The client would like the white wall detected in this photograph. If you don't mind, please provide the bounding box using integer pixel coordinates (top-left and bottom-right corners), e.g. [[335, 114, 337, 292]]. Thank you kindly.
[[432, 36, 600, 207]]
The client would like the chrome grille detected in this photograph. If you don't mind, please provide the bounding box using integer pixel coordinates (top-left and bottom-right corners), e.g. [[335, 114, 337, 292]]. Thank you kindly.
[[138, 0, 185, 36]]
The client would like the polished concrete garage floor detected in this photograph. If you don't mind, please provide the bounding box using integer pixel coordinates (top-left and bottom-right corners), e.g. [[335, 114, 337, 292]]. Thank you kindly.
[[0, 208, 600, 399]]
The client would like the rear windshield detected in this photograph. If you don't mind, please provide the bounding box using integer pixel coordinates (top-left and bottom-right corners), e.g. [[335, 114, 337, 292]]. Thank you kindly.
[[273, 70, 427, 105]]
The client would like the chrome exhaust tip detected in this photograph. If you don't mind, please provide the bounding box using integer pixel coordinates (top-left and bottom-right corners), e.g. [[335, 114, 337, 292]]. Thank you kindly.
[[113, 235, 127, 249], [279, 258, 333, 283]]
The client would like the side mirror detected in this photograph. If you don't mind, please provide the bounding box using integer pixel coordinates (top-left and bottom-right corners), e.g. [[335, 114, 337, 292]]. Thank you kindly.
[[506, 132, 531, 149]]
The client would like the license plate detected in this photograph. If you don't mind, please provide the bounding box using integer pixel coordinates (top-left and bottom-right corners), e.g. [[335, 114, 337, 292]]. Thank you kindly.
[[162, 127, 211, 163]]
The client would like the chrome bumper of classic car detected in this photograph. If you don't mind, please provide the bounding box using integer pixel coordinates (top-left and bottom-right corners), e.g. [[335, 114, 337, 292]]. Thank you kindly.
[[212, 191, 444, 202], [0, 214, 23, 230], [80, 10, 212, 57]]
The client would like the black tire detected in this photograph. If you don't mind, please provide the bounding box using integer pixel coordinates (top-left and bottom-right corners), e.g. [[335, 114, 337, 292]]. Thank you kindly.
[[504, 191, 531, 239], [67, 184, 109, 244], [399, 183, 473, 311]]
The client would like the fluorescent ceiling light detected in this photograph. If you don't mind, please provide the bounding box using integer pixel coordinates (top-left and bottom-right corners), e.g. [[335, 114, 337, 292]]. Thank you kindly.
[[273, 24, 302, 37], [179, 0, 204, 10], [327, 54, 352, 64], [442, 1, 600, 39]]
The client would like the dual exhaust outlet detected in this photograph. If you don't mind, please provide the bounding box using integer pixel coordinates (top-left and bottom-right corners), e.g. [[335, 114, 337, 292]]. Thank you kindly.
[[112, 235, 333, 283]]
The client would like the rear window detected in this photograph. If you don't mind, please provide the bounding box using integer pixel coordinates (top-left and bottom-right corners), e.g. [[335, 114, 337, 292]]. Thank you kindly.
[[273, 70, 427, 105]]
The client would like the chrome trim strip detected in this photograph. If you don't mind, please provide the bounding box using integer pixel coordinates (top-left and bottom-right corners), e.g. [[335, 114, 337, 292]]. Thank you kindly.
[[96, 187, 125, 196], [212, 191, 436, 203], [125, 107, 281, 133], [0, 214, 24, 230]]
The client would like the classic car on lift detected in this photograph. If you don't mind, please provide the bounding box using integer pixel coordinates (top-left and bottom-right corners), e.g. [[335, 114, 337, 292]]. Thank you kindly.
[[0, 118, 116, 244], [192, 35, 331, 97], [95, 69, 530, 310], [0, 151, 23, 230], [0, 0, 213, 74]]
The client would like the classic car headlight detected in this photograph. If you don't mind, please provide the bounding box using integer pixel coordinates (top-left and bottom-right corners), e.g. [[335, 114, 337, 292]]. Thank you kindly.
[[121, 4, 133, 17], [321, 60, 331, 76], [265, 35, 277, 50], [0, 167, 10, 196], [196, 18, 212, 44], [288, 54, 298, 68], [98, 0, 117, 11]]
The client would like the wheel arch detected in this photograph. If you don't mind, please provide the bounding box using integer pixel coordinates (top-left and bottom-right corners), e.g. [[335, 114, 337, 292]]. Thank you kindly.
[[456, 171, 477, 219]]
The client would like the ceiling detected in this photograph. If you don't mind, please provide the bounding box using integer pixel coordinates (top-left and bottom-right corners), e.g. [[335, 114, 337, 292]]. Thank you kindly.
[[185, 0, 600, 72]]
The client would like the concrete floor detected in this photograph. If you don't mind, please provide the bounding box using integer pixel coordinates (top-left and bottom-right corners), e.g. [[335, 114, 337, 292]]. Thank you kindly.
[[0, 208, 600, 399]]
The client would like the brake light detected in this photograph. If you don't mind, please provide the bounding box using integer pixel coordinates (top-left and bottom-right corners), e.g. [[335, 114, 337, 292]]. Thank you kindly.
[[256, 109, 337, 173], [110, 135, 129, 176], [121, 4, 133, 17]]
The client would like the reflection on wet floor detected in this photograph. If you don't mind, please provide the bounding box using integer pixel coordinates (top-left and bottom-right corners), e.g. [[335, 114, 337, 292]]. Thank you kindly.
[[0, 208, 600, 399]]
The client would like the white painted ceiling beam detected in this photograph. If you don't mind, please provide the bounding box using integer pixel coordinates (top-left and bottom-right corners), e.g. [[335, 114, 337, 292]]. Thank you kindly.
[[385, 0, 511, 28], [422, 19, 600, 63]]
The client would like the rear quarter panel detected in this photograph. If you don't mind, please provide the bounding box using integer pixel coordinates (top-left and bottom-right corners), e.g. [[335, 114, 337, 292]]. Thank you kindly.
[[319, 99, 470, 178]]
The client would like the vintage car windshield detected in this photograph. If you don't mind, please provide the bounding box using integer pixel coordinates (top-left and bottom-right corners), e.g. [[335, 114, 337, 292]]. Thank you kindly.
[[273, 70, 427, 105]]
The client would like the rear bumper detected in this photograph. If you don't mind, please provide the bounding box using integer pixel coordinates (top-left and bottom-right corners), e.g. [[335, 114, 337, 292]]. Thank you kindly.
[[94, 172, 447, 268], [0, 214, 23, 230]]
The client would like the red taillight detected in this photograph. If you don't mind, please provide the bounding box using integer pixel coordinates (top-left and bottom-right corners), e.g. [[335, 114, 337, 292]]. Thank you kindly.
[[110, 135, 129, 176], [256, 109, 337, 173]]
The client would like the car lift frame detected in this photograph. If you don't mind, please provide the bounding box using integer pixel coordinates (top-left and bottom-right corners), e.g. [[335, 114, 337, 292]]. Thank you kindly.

...

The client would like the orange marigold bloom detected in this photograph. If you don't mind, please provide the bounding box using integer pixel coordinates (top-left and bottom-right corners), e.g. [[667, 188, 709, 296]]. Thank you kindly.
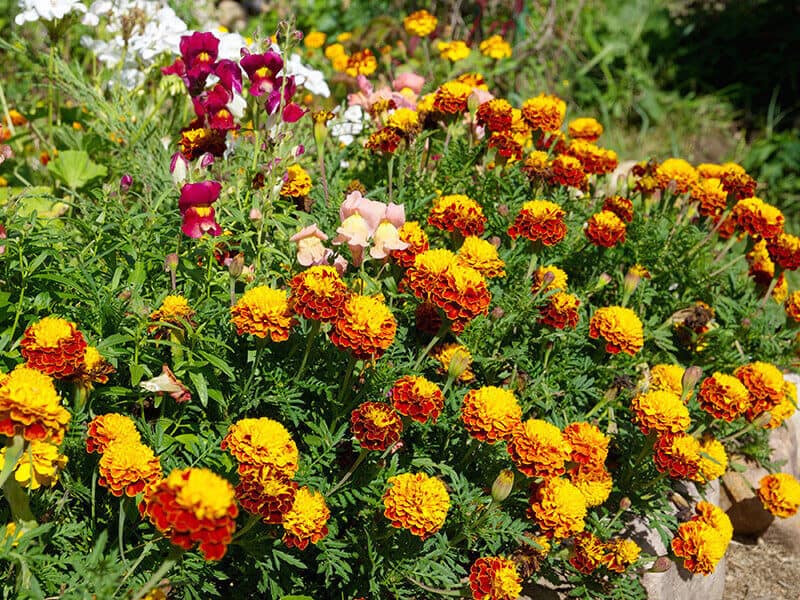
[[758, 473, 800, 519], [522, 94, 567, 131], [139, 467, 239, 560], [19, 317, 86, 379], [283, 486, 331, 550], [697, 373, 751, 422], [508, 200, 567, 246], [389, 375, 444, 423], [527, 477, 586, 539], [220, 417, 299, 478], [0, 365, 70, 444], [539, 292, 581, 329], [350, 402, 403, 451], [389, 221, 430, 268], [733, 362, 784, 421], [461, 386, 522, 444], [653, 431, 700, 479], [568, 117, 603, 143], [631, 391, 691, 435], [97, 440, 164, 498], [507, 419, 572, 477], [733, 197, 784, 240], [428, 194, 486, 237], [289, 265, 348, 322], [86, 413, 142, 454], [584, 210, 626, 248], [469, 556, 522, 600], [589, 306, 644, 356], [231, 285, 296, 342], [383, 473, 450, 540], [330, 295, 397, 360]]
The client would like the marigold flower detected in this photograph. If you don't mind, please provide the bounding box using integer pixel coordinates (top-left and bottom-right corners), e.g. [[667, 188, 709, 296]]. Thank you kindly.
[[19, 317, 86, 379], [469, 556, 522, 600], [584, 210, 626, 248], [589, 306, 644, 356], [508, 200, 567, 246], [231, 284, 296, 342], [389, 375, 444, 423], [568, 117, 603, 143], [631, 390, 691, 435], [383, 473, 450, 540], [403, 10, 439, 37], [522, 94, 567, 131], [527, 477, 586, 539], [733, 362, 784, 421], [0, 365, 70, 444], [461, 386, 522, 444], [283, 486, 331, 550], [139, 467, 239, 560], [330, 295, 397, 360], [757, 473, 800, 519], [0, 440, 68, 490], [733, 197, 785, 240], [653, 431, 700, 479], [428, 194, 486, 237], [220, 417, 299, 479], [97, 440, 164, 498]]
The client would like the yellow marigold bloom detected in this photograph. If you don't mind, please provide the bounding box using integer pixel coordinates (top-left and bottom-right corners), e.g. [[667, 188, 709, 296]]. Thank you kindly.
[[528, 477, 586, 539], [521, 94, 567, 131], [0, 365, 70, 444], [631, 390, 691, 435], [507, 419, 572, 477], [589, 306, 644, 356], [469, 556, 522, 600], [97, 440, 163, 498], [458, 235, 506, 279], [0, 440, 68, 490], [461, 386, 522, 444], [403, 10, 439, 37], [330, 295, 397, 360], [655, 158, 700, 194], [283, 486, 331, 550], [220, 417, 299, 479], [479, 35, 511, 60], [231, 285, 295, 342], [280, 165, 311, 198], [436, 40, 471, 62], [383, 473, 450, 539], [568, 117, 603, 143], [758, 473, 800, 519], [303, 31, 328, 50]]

● The problem: Reproduce everything in the records from the line containing "The client would like the side" down to the line containing "1, 600, 39]]", including both of those lines.

● The answer:
The client would like the side mirror detected in this photograph. If you don't mind, please provide the bounding box using integer pixel coordinates (top-left and bottom-right corners), e.g. [[335, 114, 337, 292]]. Thank you kindly.
[[506, 132, 531, 149]]
The client would like the license plate detected in this photograph. If you don't mind, please provide the bounding box using integer pixel coordinates (top-left and bottom-right corners), e.g. [[335, 114, 337, 292]]. Thank you kindly.
[[162, 127, 211, 163]]
The client would like the chrome bumper of classic car detected in this photograph. If you don't mind, please provide the bounding box using integer pixel coordinates (top-left and bottom-right corners), e.g. [[335, 114, 337, 292]]. Thank you kindly.
[[212, 191, 444, 202], [0, 214, 23, 230], [80, 10, 212, 57]]
The client would like the black tire detected in this photograph. If you don't mind, please provide the bounding box using integer pixel coordinates (top-left and bottom-right corners), e.g. [[335, 114, 337, 292]]. Thank you kindly.
[[504, 191, 531, 239], [67, 184, 109, 244], [399, 183, 473, 311]]
The client would like the fluorescent ceiling light detected in this photograph. If you don't mind, please provide the bounding box using integer pixel coordinates (top-left and bottom-right corners), e.g. [[335, 114, 337, 292]]. Thank you kindly.
[[273, 24, 302, 37], [179, 0, 204, 10], [327, 54, 352, 64], [442, 1, 600, 39]]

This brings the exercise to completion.